Select every line containing the word "hood" from the material, and copy those lines.

DATA PROVIDED Block Start

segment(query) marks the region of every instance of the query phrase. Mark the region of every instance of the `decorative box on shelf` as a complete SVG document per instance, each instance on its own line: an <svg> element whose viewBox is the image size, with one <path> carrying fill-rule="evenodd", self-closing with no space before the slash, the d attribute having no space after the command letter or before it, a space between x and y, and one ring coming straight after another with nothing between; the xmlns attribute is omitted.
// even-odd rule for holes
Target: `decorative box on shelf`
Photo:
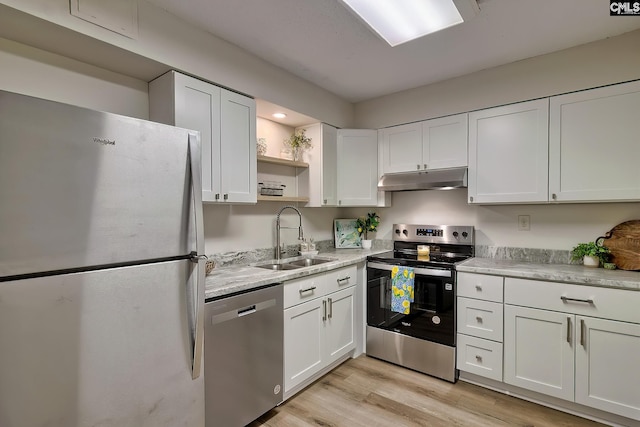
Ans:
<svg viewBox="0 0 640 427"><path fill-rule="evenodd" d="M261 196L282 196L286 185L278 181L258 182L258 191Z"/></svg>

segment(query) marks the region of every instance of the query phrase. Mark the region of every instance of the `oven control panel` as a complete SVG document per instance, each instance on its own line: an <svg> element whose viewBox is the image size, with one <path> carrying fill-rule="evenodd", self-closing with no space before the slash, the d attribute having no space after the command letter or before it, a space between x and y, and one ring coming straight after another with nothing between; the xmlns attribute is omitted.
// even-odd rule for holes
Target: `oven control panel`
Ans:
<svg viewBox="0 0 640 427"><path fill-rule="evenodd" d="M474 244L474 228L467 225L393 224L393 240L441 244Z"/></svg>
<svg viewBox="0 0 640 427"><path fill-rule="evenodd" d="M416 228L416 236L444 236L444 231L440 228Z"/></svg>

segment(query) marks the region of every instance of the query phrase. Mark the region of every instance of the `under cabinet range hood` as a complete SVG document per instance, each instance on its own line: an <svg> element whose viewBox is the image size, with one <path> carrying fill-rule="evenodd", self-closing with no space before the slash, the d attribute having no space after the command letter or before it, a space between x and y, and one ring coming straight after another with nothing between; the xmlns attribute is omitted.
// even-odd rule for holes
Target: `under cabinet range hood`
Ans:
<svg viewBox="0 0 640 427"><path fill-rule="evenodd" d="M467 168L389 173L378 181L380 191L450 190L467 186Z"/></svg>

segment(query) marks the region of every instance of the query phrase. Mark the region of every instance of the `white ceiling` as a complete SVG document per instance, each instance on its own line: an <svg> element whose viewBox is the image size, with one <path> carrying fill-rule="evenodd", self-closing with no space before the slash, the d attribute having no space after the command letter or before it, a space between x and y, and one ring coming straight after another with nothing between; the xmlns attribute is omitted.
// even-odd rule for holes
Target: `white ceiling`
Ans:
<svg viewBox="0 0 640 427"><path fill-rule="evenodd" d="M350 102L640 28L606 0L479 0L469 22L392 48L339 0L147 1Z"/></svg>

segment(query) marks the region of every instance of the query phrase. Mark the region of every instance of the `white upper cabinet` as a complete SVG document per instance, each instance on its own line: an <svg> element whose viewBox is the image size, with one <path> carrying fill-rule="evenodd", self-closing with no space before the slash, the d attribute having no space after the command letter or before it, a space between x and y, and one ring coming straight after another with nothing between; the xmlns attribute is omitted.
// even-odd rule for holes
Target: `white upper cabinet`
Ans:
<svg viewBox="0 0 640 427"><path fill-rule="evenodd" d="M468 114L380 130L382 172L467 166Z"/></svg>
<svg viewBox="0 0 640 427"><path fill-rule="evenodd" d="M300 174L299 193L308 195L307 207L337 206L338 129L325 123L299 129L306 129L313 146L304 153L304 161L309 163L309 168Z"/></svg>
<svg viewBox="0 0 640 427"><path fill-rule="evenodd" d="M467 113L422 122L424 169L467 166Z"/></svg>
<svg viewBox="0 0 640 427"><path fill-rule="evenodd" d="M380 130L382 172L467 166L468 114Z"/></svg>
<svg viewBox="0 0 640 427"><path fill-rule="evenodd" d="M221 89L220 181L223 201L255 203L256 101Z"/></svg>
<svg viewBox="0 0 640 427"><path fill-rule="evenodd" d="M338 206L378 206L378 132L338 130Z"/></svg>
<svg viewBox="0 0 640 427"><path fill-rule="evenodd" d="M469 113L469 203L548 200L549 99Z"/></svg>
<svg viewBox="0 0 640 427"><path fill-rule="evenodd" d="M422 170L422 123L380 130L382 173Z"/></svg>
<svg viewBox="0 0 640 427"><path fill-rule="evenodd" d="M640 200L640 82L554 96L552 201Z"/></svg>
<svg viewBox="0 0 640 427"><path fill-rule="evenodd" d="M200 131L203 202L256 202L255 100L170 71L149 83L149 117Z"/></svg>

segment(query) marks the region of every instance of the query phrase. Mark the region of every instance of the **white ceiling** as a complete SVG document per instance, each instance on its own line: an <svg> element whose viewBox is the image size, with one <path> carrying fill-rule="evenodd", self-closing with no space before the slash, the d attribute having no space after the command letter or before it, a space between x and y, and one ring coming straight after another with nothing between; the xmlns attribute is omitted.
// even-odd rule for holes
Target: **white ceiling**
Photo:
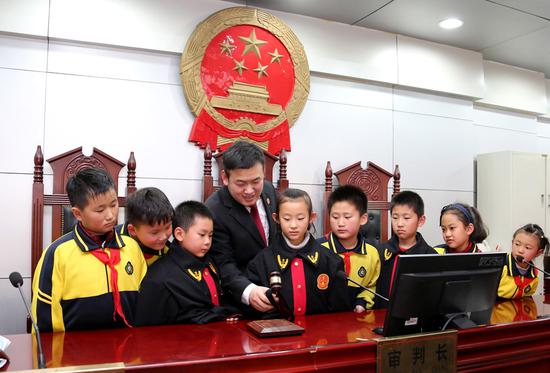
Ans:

DATA PROVIDED Block End
DATA PROVIDED Block Start

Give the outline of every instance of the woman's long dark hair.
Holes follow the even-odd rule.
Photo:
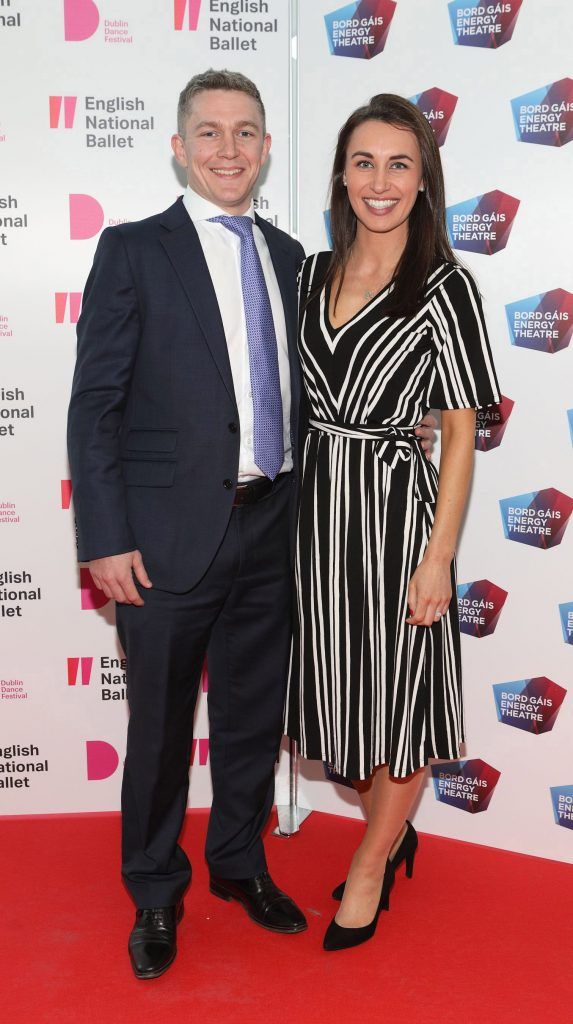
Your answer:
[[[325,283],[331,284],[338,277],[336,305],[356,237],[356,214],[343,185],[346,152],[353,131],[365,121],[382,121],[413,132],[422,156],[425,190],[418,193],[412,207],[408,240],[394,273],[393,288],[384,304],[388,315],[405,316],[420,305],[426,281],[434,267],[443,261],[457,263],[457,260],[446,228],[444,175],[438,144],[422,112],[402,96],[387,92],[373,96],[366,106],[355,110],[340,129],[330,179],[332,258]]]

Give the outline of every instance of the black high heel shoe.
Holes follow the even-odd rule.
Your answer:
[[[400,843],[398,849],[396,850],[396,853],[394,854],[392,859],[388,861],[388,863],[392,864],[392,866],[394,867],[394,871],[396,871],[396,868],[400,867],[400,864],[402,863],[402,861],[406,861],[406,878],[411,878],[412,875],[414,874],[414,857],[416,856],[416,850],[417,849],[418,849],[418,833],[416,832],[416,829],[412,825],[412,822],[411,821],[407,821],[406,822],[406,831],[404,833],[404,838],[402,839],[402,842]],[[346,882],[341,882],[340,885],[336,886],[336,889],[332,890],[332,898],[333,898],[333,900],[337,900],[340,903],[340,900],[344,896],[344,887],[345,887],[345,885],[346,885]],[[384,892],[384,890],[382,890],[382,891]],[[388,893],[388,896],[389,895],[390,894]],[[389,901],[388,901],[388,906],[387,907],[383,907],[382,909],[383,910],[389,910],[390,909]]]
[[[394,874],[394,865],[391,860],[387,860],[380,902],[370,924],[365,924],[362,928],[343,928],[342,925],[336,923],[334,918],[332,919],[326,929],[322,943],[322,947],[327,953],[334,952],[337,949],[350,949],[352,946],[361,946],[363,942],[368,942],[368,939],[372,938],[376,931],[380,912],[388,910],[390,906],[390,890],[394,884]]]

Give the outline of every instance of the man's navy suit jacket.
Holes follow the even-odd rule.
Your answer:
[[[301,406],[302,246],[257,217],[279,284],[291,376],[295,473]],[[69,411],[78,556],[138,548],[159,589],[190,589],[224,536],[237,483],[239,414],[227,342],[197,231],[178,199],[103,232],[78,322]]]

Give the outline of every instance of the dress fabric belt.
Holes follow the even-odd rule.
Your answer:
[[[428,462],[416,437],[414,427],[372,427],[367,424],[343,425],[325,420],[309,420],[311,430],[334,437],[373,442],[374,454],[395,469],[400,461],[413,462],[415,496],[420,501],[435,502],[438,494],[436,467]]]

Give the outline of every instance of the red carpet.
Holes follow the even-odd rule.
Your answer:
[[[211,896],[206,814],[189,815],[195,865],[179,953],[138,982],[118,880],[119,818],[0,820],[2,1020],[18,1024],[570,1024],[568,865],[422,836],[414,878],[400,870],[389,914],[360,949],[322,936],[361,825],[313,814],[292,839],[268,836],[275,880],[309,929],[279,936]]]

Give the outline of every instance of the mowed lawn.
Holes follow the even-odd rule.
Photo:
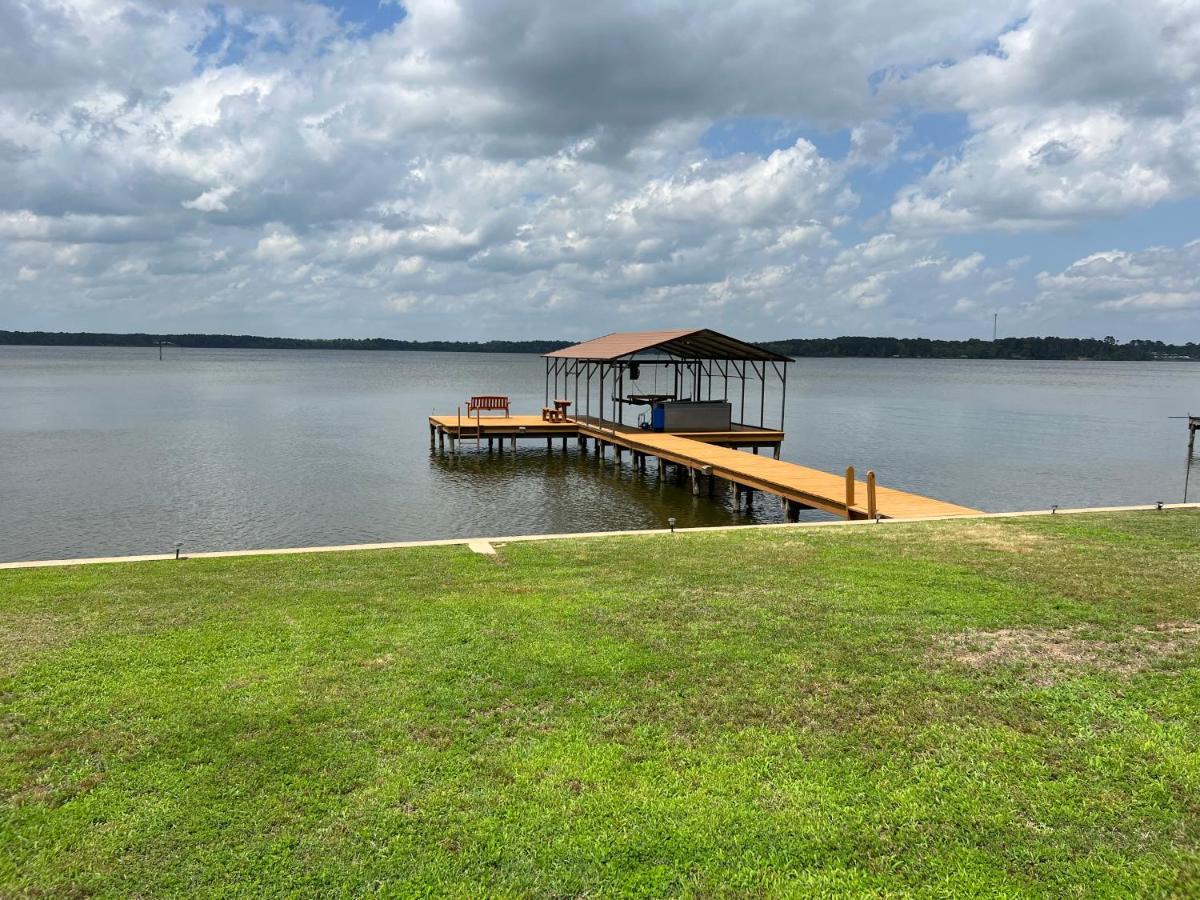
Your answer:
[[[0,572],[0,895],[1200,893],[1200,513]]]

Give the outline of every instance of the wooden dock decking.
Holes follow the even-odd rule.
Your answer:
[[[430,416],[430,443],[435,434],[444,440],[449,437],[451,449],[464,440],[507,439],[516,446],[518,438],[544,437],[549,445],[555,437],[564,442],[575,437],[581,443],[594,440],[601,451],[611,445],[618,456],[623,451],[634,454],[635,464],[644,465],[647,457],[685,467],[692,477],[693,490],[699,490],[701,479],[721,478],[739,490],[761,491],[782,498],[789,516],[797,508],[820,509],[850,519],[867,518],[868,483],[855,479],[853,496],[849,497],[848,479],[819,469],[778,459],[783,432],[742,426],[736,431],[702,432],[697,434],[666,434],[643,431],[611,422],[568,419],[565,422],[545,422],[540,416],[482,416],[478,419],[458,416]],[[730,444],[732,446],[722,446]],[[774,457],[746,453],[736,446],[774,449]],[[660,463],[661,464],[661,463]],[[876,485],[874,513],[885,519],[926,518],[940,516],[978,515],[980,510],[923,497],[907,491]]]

DATA PROVIDED Block End

WRITTEN SOLUTION -
segment(query) marks the region of every instance of the query phrase. Mark the region of every instance of the `under cabinet range hood` as a complete SVG document per instance, each instance on its own line: an <svg> element whose viewBox is the image size, with one <path> carrying fill-rule="evenodd", self-closing with no space before the slash, the d attribute having no space after the command letter or before it, a space between x and y, and one ring coming straight after another with nothing between; the xmlns attribute is omitted.
Target: `under cabinet range hood`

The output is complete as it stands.